#### [AIM OF THE TASK]
Arrange all of the data below as a numbered list and leave out any blank lines.

Records taken from a dataset
◇ ◇ ◇ ◇ ◇ ◇ ◇
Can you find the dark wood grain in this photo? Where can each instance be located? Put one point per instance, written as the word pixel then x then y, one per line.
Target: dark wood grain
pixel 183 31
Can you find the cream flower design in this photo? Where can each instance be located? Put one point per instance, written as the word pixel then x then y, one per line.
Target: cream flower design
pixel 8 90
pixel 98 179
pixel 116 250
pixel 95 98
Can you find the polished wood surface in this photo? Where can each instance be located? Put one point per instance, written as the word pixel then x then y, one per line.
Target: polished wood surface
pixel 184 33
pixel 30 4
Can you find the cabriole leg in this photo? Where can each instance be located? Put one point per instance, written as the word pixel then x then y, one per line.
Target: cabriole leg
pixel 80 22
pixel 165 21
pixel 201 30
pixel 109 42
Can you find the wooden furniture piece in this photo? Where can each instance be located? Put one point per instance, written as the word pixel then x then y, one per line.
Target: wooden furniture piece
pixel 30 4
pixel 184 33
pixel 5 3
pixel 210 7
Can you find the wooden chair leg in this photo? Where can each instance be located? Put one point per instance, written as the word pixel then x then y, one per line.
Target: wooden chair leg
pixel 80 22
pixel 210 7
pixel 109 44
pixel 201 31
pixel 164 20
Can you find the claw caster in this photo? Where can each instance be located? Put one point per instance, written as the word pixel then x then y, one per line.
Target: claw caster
◇ ◇ ◇ ◇ ◇ ◇ ◇
#### [IN RESPONSE]
1. Can you find the dark wood grain in this photo? Where can each instance be located? Put one point per instance, written as the word pixel then x then y, one per line.
2. Target: dark wood grain
3. pixel 183 31
4. Can you find the cream flower design in this photo? Where can each instance be located? Put one point per instance, written as the word pixel then x then y, one per line.
5. Target: cream flower design
6. pixel 8 90
7. pixel 98 179
8. pixel 116 250
9. pixel 95 98
10. Can you find the polished wood surface in this photo? Where can each instance be located? Put one point per instance, written as the word pixel then x then y, one per line.
11. Target: polished wood surface
12. pixel 184 33
13. pixel 30 4
14. Can you find the cabriole leg in this photo? Where can each instance be located? Put one point per instance, written as the word pixel then x then y, one per line.
15. Target: cabriole leg
16. pixel 80 22
17. pixel 165 21
18. pixel 201 30
19. pixel 109 42
20. Can you find the wooden furniture piece in this photo? Where can each instance be located? Put one point per instance, written as the word pixel then x then y, one per line.
21. Target: wooden furniture piece
22. pixel 30 4
23. pixel 184 33
24. pixel 5 3
25. pixel 210 7
26. Can you find the wooden chair leg in this photo? Where can each instance be located? Put one point per instance, written as the word pixel then x then y, one per line.
27. Target: wooden chair leg
28. pixel 80 22
29. pixel 210 7
30. pixel 109 44
31. pixel 201 31
32. pixel 164 20
33. Can you find the claw caster in this photo? Where can each instance be located? Put one point per instance, written as the word pixel then x then y, one per line.
34. Target: claw caster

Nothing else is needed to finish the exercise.